Activity: Take the data below and extract the lines from the one with "Query: work glove" to the one with "point(130, 194)", inclusive, exactly as written.

Data records:
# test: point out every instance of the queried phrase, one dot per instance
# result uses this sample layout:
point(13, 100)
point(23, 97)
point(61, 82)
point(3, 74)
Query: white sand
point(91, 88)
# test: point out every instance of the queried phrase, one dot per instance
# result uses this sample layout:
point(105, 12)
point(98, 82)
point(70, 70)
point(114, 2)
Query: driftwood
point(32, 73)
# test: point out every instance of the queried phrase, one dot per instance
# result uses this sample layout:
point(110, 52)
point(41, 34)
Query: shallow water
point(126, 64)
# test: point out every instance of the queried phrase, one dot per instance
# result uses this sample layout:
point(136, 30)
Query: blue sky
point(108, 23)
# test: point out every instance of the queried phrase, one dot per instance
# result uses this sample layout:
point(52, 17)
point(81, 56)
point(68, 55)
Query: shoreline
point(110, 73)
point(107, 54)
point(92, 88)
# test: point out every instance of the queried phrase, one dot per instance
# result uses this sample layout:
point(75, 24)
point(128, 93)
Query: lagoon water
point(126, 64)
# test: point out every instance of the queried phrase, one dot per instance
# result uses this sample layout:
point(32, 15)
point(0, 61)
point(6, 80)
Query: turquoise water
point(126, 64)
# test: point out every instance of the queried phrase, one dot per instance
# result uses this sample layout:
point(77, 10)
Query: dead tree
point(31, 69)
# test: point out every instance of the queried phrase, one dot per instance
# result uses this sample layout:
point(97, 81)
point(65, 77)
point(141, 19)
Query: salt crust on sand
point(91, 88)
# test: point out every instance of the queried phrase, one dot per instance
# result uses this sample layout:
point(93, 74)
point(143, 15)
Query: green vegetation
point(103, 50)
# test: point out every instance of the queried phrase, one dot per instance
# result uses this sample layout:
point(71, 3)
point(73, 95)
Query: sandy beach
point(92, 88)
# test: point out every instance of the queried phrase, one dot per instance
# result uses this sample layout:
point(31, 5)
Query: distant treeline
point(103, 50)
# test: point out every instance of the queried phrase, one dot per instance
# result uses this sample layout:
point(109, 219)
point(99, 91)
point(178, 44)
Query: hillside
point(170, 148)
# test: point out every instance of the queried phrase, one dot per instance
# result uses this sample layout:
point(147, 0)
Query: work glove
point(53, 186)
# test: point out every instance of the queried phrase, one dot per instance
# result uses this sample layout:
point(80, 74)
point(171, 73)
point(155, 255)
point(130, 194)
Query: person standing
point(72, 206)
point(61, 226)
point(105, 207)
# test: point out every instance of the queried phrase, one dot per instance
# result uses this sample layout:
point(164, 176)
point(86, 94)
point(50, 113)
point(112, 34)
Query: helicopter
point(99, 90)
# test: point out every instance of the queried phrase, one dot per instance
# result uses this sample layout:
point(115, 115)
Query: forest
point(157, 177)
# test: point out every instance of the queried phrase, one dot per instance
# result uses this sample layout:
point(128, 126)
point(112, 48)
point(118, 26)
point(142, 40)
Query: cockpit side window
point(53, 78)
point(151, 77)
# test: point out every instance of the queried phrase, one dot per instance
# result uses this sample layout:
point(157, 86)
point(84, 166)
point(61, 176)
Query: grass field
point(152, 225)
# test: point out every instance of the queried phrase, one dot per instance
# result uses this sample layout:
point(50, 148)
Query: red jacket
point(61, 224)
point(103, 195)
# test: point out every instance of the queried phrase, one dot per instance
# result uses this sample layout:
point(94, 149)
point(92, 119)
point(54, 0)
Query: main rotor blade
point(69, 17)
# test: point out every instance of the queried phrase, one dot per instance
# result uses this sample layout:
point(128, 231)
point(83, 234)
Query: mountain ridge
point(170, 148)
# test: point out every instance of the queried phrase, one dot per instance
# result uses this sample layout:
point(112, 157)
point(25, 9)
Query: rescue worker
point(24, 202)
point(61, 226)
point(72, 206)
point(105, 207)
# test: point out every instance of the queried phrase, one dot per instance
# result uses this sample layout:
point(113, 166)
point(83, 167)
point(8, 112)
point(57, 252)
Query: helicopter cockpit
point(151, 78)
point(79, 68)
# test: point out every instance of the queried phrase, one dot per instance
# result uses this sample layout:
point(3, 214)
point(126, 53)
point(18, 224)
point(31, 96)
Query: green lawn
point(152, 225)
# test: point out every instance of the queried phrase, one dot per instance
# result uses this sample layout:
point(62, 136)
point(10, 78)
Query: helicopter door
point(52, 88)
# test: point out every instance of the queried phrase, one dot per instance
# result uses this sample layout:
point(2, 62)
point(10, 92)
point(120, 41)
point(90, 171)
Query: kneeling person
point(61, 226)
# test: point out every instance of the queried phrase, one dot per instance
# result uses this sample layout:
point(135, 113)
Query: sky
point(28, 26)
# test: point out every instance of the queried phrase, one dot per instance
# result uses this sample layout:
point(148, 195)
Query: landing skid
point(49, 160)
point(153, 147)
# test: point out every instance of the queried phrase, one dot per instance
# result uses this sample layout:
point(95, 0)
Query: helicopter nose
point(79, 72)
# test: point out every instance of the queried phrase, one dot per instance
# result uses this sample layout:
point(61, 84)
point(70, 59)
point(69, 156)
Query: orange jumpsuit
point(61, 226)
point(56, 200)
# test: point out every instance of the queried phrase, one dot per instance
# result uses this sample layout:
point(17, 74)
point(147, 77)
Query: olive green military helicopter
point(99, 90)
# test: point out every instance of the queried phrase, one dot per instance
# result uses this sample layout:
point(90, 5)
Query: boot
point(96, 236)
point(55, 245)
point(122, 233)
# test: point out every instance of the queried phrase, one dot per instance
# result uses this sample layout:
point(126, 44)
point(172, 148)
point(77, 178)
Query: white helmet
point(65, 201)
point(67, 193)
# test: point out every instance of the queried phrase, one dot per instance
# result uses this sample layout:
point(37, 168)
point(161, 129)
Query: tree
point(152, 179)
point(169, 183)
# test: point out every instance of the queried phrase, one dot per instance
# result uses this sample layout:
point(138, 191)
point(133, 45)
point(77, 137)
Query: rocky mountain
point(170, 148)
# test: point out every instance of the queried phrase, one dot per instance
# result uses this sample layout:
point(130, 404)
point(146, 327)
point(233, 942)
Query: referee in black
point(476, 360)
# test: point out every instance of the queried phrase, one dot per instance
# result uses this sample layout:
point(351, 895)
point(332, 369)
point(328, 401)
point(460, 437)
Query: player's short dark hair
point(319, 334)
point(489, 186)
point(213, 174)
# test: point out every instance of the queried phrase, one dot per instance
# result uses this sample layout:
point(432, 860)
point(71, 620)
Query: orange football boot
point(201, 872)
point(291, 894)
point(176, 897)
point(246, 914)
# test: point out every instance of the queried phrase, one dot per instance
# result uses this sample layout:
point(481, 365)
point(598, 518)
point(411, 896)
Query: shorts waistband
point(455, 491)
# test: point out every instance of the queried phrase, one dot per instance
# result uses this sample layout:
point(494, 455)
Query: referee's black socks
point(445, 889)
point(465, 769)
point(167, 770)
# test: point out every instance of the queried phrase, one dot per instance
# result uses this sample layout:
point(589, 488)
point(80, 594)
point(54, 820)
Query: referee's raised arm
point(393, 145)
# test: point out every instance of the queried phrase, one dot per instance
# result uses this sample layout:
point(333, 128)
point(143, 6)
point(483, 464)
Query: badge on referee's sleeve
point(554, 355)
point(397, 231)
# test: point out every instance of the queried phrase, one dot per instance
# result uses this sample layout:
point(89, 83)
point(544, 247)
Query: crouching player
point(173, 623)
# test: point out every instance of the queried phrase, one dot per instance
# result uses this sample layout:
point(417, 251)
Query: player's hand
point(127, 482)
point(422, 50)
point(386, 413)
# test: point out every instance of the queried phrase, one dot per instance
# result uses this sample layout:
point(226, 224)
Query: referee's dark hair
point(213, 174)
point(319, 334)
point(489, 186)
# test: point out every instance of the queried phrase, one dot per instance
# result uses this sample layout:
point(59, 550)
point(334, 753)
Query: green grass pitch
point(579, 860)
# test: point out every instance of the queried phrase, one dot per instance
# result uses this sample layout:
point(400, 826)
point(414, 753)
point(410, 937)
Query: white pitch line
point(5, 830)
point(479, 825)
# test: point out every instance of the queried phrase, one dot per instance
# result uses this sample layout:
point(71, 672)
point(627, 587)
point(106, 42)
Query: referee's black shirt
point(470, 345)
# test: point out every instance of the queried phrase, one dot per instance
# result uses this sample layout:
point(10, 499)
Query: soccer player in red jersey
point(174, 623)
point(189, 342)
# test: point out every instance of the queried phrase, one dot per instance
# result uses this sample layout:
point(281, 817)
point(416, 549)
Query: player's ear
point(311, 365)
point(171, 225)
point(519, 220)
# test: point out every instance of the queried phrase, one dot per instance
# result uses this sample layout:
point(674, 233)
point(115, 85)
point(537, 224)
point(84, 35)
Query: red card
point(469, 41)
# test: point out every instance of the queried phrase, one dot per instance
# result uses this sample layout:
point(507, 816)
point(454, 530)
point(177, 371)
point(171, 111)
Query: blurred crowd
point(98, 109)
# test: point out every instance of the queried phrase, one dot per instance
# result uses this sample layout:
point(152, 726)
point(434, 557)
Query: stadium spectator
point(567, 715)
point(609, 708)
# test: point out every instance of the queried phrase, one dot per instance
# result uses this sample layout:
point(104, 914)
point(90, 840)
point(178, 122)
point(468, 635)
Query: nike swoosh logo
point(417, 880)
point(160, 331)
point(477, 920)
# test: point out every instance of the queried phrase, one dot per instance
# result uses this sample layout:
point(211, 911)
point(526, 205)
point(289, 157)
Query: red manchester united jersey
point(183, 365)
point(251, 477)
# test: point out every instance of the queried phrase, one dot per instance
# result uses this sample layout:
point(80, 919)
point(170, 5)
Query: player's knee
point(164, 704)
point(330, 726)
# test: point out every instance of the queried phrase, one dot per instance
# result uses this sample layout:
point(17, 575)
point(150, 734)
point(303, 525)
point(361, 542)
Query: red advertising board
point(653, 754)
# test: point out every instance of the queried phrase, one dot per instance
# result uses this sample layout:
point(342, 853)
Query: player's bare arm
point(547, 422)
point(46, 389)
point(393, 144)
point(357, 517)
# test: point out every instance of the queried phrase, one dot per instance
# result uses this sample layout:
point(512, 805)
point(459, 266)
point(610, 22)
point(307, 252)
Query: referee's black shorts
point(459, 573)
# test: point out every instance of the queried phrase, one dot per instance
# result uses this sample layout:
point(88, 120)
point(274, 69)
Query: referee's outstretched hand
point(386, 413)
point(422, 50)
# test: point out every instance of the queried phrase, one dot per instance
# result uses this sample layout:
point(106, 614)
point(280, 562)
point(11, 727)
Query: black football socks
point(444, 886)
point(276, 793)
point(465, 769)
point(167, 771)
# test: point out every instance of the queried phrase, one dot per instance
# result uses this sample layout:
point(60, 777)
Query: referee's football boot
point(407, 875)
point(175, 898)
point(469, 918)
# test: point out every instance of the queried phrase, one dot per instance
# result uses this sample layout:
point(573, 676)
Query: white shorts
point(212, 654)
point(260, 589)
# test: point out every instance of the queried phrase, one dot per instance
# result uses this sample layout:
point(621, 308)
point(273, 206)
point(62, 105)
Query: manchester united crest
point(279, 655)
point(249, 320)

Response box:
Query: work glove
point(53, 186)
# test: point out every instance of the queried phrase, one dot per instance
# result uses this sample layout:
point(80, 74)
point(171, 73)
point(155, 255)
point(130, 194)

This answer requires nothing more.